# [Task details]
Reproduce exactly the line with "Query: red maple leaf" and the lines after it. Stop at the last line of the data and include nothing else.

:::

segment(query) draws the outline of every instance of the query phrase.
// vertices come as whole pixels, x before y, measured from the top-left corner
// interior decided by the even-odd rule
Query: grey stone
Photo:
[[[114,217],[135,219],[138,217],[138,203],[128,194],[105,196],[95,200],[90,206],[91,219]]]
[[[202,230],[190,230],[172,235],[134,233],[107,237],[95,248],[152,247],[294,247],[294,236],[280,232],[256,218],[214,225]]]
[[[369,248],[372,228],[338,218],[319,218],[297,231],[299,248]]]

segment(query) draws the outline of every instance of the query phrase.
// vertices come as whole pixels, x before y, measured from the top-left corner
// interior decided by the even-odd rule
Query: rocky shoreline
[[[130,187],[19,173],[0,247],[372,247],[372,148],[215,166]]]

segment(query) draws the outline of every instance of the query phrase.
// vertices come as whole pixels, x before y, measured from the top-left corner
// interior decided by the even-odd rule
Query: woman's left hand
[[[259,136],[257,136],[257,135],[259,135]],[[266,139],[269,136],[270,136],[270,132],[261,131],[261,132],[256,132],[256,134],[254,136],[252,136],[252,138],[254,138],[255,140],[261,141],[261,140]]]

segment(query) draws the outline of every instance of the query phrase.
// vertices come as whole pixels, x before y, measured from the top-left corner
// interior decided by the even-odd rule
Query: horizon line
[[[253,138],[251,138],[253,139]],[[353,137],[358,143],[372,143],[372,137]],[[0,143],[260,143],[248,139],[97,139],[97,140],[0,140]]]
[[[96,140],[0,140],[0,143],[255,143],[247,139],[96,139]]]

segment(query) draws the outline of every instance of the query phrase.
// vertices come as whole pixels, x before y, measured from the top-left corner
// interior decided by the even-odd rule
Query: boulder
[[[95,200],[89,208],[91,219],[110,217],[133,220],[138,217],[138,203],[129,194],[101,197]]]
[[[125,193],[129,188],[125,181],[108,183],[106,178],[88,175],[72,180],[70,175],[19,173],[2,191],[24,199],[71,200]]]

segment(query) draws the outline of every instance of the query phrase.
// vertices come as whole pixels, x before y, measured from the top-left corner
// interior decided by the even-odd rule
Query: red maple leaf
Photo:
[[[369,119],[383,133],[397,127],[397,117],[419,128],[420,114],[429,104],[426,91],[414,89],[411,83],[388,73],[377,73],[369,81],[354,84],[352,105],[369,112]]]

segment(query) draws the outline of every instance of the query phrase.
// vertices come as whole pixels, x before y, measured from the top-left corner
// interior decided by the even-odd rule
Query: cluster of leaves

:::

# [Output of the task]
Query: red maple leaf
Photo:
[[[369,119],[383,133],[397,127],[397,117],[419,128],[420,114],[429,104],[426,91],[414,89],[411,83],[388,73],[377,73],[369,81],[354,84],[352,105],[369,112]]]

segment(query) draws the outline of every instance of the query phrase.
// vertices come as whole pixels, x before y, measured from the top-left corner
// interior decided by the even-odd rule
Query: cluster of leaves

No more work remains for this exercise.